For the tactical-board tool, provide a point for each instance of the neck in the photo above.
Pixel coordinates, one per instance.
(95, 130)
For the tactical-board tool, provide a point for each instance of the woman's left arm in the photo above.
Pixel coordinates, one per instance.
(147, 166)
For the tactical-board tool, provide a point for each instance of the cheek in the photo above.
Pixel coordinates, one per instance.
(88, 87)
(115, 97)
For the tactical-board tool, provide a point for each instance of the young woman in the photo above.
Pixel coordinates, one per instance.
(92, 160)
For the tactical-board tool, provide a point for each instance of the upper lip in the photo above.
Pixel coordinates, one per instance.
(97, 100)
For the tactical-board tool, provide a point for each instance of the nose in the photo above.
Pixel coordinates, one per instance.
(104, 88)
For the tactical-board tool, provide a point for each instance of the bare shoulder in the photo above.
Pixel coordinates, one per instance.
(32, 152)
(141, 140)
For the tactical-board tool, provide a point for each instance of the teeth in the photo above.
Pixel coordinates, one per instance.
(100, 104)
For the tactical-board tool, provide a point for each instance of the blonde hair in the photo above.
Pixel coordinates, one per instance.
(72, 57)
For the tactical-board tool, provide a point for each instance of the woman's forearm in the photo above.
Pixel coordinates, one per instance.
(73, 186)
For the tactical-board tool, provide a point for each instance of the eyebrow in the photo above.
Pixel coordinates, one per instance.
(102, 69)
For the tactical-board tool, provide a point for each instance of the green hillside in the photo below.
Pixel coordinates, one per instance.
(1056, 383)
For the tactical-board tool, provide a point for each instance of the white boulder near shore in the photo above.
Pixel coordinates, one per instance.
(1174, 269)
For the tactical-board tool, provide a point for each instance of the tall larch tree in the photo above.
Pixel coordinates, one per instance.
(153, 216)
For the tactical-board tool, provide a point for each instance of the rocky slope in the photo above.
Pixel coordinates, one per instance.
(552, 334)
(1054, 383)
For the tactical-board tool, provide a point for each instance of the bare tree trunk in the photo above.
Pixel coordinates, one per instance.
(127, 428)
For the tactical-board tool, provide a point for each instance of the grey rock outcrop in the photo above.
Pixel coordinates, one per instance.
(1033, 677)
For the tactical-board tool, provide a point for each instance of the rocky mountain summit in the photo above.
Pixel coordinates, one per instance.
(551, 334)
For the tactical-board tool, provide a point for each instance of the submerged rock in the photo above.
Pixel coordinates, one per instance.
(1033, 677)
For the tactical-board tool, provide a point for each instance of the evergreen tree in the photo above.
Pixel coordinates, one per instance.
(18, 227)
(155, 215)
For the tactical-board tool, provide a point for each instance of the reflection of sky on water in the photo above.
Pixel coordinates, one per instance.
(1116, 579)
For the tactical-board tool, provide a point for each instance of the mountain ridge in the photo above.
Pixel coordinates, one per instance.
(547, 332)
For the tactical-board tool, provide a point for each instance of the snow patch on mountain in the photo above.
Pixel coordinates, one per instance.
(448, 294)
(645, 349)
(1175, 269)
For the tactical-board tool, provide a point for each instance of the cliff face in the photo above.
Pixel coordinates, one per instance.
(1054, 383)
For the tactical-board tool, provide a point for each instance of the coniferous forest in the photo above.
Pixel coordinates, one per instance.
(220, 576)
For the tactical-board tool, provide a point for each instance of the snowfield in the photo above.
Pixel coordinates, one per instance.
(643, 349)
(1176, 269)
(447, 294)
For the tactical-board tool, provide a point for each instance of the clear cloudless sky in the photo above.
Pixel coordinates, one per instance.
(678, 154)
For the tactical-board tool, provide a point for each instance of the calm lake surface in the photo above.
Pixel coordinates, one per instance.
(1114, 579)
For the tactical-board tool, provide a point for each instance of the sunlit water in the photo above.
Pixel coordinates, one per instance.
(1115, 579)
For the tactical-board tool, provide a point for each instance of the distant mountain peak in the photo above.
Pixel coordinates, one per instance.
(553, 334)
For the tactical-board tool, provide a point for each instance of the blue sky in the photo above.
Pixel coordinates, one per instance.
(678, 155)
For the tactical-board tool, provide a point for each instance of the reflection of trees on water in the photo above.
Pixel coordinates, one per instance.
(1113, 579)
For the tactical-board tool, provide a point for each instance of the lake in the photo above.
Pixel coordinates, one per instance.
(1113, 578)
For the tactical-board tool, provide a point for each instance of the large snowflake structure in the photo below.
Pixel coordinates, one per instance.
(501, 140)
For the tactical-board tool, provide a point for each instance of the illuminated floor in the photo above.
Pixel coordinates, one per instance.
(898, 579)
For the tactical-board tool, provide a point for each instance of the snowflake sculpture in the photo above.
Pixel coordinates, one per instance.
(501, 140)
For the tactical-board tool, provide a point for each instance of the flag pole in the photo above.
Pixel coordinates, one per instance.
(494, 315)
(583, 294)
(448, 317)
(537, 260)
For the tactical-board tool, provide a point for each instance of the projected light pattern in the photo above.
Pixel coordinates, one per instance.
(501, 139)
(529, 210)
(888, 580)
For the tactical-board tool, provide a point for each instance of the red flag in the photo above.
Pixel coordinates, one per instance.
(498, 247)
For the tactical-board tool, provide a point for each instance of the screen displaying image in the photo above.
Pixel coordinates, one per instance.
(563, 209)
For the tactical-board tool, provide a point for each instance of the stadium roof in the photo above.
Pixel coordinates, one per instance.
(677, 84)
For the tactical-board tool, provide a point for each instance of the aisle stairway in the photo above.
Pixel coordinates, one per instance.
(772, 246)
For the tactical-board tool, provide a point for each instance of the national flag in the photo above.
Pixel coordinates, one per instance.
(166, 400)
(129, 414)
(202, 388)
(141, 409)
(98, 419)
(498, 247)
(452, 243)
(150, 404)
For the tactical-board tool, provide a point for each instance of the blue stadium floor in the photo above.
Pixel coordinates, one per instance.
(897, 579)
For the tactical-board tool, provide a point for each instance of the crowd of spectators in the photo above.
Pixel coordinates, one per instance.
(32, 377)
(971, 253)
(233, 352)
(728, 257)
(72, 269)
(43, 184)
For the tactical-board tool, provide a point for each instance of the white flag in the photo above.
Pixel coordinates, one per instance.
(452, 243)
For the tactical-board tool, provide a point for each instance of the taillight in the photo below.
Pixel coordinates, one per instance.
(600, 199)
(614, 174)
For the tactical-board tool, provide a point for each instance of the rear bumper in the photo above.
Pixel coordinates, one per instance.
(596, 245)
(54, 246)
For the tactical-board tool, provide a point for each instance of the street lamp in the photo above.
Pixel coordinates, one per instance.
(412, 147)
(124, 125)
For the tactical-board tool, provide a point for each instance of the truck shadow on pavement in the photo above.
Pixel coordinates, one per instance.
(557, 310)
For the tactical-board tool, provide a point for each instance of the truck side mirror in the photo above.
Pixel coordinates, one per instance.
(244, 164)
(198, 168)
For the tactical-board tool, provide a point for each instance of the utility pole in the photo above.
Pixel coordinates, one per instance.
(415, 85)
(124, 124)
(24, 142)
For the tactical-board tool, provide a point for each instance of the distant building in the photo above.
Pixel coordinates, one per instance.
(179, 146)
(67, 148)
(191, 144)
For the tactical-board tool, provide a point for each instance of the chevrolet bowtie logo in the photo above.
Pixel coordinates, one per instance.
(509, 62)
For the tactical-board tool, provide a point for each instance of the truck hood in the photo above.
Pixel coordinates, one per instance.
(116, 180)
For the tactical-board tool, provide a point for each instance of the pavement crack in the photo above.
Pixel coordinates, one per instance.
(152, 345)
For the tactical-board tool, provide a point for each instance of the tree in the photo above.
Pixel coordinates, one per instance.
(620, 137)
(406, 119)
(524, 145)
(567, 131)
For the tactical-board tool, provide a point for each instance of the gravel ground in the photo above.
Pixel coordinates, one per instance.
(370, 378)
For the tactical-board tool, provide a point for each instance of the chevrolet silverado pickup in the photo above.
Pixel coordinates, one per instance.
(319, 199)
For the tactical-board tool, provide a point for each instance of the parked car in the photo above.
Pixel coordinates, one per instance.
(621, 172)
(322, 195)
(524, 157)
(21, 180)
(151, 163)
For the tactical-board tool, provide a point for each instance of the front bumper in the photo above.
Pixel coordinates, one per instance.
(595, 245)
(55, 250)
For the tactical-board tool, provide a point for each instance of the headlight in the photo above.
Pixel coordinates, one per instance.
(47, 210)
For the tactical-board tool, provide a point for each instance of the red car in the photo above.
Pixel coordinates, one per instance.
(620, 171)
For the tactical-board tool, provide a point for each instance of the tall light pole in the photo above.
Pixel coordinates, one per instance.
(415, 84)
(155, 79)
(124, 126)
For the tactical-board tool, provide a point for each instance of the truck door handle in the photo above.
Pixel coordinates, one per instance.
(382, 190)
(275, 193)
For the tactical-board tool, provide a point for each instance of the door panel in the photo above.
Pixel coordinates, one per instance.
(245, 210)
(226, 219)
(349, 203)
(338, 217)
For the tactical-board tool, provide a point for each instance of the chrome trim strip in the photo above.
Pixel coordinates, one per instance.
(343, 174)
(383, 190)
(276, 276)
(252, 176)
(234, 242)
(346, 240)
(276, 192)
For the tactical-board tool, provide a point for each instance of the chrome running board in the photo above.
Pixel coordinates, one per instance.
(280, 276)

#### Work instructions
Go over the data above and copy every line that has the word "bare" in it.

#### Solution for this problem
For the tactical-board tool, provide a point for each instance of the bare shoulder in the photo above.
For the tactical-board tool, provide a point for each instance of the bare tree trunk in the photo above.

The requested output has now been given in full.